> _SUPPLIED MATERIAL_:
····················

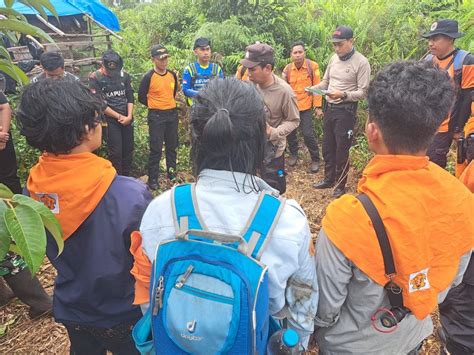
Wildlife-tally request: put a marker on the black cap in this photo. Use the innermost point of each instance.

····················

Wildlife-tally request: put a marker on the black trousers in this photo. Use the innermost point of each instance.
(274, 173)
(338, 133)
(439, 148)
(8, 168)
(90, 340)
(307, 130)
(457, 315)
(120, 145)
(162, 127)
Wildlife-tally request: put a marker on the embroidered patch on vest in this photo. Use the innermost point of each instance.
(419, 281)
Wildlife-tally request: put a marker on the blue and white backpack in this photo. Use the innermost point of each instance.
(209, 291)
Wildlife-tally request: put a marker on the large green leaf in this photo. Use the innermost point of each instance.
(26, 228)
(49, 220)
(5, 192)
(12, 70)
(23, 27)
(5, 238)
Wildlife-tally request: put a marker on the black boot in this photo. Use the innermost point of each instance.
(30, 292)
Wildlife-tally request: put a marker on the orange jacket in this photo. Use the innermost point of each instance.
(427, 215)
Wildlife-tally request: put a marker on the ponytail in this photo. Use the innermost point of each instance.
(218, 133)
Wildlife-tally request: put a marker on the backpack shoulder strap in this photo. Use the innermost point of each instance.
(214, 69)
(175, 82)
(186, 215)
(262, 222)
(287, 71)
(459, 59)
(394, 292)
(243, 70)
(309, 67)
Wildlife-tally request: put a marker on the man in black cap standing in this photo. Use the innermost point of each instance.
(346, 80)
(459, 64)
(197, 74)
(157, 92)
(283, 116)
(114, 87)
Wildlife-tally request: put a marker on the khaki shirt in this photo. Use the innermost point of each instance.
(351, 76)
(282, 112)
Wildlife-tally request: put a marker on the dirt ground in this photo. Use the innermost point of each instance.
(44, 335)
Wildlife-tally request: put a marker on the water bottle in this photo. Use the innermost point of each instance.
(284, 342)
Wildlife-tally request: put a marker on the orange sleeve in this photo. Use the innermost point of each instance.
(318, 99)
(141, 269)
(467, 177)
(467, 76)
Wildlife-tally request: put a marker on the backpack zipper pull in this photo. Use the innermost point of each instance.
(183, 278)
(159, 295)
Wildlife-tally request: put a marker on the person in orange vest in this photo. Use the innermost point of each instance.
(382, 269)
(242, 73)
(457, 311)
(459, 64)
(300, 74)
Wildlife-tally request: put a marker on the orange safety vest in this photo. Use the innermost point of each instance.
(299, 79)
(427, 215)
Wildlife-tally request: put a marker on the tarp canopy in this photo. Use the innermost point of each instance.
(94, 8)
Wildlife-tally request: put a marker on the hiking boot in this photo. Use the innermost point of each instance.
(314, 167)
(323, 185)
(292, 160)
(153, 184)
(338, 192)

····················

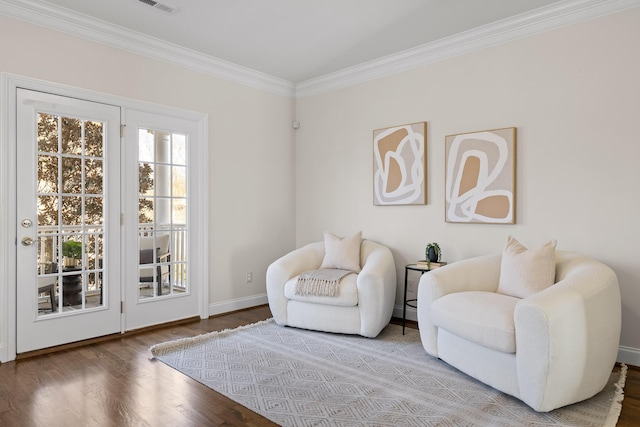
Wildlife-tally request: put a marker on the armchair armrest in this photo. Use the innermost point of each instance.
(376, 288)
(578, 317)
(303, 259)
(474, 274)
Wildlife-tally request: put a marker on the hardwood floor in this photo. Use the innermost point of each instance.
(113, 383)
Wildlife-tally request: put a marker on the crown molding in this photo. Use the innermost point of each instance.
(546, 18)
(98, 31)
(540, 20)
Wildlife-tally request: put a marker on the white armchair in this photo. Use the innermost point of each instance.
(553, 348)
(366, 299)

····················

> _TASK GOAL_: Filter the entries above and copy each line that contains the word "black".

> _OUTPUT OF THE TASK_:
Wildlife-tally request: put a marker on the black cap in this photo. Use the innermost point of each instance.
Wildlife-tally request: put a marker on the black trousers in this photo. Use the innermost point of each instance.
Wildlife-tally request: put a marker on the black boot in this photo. Use the innermost point of each instance.
Wildlife-tally request: put a marker on the man in black cap standing in this photo. Use the innermost point of each instance.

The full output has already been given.